AUFGABENZIEL 1: Gib den Text über das Buchportal Blindbuch von "Ihr Konzept in" bis "informieren und austauschen." wieder und tausche dabei "Betaphase" gegen "Testphase" aus.
AUFGABENZIEL 2: Führe den Text über das Buchportal Blindbuch im Anschluss an seinen letzten Satz fort.

Beurteile ein Buch nicht nach seinem Aussehen, könnte das Motto von Blindbuch sein, einem neuen Portal für Buchausschnitte. In der Startup-Serie von buchreport.de beschreibt der Journalist Johannes Haupt das Konzept. Und gibt Existenzgründern Tipps.
Ihr Konzept in 3 Sätzen:
Blindbuch präsentiert Buchausschnitte ohne Cover, ohne originale Überschrift, ohne Autorenangaben – der blanke Text. Am Textende lassen sich Informationen zum Buch und seinem Autor aufklappen. blindbuch.de – seit vier Wochen online und derzeit in der Betaphase – ist ein Schwesterprojekt von lesen.net, wo sich täglich rund 9.000 Lesefreunde über E-Reading informieren und austauschen.

Gespeicherte Dateneinträge:
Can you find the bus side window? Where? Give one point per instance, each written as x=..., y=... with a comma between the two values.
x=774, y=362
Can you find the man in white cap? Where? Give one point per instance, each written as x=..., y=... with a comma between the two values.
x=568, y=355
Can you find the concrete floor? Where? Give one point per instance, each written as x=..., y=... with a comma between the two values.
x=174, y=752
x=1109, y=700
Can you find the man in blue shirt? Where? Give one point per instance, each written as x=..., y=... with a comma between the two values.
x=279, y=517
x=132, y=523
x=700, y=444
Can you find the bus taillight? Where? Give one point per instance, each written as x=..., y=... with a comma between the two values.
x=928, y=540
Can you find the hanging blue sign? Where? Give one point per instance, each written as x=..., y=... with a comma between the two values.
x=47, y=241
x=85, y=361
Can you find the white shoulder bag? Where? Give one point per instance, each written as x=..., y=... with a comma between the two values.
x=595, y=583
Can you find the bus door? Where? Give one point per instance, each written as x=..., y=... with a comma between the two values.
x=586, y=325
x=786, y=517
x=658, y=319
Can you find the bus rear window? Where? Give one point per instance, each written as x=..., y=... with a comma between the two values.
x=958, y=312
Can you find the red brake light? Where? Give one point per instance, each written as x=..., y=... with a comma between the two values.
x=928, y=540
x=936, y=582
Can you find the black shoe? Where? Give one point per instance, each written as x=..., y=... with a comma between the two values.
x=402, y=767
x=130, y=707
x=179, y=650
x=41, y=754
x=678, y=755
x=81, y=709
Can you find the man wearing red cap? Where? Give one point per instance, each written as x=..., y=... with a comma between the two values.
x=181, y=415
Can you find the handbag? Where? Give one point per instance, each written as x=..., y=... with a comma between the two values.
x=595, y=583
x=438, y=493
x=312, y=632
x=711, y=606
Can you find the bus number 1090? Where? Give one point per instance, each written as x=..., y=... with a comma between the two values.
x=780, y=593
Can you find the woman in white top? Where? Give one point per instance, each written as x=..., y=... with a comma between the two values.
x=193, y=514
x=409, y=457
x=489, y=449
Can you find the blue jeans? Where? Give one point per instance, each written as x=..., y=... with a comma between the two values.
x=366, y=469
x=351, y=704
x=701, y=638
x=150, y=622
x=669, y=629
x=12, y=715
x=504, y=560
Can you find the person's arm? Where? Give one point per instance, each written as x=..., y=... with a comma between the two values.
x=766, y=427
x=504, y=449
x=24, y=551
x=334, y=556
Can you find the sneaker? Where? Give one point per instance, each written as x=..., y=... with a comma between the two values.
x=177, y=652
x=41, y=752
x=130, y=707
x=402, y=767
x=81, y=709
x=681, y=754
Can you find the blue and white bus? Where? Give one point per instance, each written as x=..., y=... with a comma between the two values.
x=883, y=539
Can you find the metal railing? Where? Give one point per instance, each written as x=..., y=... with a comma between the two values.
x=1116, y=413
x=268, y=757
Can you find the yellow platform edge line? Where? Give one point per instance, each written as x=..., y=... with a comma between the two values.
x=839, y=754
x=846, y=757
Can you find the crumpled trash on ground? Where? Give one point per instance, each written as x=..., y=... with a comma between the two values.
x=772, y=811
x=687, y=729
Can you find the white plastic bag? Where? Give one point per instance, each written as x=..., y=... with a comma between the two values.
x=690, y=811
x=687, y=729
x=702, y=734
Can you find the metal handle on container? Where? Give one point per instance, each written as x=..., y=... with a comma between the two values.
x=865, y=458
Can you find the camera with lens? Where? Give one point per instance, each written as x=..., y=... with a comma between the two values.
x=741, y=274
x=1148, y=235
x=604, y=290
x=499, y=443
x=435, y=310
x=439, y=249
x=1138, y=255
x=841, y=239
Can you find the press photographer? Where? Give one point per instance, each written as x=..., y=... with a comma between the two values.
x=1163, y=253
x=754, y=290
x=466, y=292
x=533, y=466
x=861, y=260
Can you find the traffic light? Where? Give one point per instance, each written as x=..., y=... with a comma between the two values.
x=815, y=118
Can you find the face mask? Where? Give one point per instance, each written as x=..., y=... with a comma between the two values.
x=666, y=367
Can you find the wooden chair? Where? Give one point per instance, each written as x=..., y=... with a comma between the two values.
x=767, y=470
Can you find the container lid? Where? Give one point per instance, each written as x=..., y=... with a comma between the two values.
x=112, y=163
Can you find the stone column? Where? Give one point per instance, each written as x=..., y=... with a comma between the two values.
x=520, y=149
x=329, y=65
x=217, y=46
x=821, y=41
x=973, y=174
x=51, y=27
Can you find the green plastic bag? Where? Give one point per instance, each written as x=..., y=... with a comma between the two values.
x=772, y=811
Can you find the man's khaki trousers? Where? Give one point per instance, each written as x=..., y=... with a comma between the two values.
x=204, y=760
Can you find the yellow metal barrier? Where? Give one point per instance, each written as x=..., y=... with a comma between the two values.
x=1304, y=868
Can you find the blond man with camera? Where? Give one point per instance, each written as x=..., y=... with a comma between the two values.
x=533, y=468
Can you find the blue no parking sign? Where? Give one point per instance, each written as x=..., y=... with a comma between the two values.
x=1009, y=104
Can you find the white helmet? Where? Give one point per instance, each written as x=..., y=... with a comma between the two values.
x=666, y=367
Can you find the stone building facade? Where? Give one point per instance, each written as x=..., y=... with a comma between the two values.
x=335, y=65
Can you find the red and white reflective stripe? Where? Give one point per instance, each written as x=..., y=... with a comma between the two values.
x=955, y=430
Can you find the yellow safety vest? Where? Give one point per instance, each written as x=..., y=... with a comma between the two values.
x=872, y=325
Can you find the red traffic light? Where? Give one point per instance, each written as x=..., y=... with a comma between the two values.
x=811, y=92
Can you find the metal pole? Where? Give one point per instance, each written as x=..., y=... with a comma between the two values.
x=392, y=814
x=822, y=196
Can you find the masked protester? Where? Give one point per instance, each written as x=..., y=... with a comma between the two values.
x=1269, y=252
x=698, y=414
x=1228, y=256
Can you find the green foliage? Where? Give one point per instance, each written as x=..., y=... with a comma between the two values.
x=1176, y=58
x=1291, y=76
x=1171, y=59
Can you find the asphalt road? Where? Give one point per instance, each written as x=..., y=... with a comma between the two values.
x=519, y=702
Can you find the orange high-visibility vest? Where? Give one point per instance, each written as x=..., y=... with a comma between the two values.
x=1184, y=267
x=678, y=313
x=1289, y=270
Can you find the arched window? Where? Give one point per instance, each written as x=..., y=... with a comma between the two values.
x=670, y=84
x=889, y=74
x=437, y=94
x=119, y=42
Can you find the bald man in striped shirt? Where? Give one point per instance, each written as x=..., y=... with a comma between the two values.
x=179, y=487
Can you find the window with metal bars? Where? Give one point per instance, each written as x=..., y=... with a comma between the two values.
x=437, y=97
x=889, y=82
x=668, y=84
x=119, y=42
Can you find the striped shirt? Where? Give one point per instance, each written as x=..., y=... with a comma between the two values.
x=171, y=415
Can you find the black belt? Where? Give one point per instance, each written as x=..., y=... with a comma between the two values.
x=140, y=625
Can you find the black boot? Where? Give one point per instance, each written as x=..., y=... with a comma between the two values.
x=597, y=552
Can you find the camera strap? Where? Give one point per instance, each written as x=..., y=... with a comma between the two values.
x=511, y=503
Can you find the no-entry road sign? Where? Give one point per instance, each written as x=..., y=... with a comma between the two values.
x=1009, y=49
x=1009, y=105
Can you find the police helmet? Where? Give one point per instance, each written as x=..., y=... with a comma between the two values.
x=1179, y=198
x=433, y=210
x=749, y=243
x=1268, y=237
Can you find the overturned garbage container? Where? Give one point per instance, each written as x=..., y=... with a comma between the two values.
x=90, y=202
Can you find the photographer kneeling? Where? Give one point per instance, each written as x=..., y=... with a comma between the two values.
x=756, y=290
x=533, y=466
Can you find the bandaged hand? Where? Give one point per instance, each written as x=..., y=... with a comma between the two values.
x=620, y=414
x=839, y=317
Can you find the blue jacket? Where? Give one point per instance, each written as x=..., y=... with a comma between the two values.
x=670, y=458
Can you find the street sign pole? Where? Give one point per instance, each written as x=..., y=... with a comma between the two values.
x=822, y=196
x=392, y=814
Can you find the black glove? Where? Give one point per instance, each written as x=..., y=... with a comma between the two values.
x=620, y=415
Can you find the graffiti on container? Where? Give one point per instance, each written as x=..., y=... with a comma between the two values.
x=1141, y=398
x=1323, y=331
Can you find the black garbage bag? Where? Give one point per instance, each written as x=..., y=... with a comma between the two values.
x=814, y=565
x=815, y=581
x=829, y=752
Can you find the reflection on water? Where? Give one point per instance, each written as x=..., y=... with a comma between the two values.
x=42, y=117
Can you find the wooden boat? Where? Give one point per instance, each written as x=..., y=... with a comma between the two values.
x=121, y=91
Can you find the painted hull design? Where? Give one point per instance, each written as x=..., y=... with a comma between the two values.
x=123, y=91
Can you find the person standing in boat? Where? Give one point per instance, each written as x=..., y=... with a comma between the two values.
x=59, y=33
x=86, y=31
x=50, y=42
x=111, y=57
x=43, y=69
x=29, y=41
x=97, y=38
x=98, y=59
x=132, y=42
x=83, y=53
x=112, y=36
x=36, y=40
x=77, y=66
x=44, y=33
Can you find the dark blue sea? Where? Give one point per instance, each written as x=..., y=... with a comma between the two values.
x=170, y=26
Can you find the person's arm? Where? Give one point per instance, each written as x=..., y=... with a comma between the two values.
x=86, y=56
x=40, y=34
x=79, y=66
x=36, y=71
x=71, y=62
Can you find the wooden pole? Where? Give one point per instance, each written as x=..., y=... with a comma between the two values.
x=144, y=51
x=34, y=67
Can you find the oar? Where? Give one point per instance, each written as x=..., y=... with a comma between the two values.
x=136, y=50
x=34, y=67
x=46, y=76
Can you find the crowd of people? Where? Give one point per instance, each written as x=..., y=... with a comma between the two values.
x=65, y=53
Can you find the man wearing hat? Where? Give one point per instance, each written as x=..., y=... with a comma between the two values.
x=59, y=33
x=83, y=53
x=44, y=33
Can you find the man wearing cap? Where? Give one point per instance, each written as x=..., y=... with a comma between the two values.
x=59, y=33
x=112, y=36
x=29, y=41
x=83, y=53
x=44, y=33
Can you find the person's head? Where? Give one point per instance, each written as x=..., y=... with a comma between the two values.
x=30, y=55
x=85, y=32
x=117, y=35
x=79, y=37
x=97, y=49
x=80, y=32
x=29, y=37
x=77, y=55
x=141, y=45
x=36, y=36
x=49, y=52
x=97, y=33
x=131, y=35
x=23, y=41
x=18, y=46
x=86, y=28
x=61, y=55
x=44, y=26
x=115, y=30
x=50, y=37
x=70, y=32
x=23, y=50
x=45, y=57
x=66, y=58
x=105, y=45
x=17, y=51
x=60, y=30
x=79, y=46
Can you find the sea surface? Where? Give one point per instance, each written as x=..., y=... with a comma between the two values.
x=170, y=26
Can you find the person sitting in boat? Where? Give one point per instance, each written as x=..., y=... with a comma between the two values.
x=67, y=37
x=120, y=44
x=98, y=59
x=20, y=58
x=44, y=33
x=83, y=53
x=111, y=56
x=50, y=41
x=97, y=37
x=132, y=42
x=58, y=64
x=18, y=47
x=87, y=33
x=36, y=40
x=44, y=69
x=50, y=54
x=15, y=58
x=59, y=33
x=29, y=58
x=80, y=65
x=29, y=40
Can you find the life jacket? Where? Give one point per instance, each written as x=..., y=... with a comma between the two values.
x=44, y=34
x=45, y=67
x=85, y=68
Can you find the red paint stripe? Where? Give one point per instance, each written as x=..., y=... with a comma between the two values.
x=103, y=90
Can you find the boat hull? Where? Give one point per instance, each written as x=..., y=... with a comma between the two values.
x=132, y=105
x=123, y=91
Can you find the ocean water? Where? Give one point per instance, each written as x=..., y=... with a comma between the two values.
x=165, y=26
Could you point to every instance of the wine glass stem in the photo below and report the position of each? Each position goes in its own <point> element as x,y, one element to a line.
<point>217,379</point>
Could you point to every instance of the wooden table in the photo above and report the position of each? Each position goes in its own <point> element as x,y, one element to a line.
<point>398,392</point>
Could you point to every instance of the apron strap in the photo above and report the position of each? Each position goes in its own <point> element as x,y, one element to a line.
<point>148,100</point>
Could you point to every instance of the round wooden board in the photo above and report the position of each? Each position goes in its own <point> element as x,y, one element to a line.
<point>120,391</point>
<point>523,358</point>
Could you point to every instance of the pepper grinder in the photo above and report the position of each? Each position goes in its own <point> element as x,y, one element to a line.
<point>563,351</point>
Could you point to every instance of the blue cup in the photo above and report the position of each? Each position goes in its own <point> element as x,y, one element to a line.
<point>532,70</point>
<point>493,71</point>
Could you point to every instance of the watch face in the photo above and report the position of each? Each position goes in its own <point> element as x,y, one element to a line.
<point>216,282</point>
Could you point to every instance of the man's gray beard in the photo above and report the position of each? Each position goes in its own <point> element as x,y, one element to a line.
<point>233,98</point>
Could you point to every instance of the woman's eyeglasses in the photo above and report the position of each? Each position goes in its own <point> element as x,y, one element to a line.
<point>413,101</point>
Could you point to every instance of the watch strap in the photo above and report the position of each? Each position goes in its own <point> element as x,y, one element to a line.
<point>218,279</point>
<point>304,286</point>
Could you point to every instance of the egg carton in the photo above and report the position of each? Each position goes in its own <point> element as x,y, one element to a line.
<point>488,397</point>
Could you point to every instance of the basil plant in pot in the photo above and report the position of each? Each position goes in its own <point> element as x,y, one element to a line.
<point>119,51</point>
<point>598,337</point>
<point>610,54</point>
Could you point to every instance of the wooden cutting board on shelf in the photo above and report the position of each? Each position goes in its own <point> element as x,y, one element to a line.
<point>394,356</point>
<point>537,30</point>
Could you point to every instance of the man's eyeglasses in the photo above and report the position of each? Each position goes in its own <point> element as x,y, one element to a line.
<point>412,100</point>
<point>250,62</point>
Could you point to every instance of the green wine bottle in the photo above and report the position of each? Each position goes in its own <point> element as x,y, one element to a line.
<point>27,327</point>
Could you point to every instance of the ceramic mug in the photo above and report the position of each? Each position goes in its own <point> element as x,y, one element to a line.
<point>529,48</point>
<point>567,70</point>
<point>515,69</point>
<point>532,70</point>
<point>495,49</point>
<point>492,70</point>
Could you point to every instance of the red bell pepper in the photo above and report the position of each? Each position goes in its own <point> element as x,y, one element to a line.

ERGEBNIS DER AUFGABE 1:
Ihr Konzept in 3 Sätzen:
Blindbuch präsentiert Buchausschnitte ohne Cover, ohne originale Überschrift, ohne Autorenangaben – der blanke Text. Am Textende lassen sich Informationen zum Buch und seinem Autor aufklappen. blindbuch.de – seit vier Wochen online und derzeit in der Testphase – ist ein Schwesterprojekt von lesen.net, wo sich täglich rund 9.000 Lesefreunde über E-Reading informieren und austauschen.

ERGEBNIS DER AUFGABE 2:
Ihr Einstieg in die Branche:
Ich bin ein typischer Quereinsteiger in die Buchbranche, komme aus der Marketing-Ecke mit Journalismus-Einschlag. lesen.net habe ich 2009 gegründet und vier Jahre parallel zu Studium und Jobs betrieben. Im Februar habe ich meine Anstellung als Redaktionsleiter Online beim t3n Magazin gekündigt, um mich Vollzeit auf lesen.net und meine Selbständigkeit konzentrieren zu können.
Ihre erste morgendliche Tat im Büro:
Google Analytics checken, E-Mails und Social-Media-Streams überfliegen, RSS-Feeds scannen, Kaffee (nicht zwingend in dieser Reihenfolge).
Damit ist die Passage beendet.